» What is being asked: Among the records below, find each line bearing the word "cuff" and copy it.

*** Opening of Record excerpts ***

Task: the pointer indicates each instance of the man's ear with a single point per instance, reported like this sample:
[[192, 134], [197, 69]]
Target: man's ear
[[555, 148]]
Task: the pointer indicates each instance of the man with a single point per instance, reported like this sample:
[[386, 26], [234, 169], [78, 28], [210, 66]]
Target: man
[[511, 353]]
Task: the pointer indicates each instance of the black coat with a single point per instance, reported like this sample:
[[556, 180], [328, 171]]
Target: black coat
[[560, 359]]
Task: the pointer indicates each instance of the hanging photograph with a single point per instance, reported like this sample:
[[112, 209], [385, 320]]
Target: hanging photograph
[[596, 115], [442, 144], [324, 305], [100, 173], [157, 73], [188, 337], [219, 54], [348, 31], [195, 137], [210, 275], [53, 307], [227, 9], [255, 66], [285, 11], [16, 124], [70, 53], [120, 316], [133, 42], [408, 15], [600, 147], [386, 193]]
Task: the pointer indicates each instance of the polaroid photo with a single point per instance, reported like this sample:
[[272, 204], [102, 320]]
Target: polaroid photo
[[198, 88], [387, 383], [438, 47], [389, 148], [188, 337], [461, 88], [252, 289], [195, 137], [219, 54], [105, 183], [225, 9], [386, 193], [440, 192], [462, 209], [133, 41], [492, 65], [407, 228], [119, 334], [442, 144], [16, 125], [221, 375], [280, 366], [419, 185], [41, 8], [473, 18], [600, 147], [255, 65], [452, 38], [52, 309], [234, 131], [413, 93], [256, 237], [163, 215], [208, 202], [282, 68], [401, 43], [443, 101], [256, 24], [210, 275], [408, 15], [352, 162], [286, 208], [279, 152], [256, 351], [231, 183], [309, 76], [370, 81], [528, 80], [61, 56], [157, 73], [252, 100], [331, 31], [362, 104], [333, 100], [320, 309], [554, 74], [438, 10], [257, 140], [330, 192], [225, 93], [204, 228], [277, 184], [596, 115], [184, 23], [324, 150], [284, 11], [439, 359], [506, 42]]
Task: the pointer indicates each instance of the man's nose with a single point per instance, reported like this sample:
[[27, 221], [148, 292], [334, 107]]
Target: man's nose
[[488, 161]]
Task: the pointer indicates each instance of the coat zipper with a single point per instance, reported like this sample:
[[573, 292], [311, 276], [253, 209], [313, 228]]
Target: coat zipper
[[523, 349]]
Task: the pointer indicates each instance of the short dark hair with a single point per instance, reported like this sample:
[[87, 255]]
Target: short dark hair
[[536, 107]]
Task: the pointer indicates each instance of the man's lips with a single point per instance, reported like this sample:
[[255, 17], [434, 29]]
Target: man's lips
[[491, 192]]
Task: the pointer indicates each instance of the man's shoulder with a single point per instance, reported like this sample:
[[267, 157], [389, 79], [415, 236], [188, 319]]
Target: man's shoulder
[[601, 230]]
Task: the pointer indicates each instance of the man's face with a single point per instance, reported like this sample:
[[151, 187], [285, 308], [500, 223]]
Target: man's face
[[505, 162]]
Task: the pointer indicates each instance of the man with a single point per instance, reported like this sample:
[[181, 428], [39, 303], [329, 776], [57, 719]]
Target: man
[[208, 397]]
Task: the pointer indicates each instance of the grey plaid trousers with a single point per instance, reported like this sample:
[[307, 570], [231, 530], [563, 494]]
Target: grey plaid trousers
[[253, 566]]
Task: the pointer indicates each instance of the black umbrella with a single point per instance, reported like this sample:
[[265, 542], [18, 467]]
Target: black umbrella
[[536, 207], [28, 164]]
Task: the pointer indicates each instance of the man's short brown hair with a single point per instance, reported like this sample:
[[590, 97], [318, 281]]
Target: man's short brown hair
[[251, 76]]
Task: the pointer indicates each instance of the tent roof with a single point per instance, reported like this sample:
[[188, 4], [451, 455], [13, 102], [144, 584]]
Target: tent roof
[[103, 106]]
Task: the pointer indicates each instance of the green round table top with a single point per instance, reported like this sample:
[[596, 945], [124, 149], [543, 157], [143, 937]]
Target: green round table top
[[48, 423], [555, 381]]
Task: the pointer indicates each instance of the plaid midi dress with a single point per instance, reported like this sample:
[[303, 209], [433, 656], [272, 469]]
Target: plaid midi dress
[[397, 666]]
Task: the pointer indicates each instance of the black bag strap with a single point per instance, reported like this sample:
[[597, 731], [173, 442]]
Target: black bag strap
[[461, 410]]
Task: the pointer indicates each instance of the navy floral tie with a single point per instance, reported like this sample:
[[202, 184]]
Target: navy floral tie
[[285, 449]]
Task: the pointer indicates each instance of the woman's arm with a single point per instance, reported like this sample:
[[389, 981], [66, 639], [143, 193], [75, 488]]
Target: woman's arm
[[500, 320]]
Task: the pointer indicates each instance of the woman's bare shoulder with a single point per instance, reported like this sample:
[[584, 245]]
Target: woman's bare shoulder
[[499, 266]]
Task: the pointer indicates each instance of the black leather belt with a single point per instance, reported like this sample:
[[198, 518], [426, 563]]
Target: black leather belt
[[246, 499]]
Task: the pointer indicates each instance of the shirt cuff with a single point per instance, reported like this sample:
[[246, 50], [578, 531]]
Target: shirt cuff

*** Close of Record excerpts ***

» Finished task:
Task: the pointer indicates each instance of the shirt cuff with a single point per instance, reported like this sample:
Target: shirt cuff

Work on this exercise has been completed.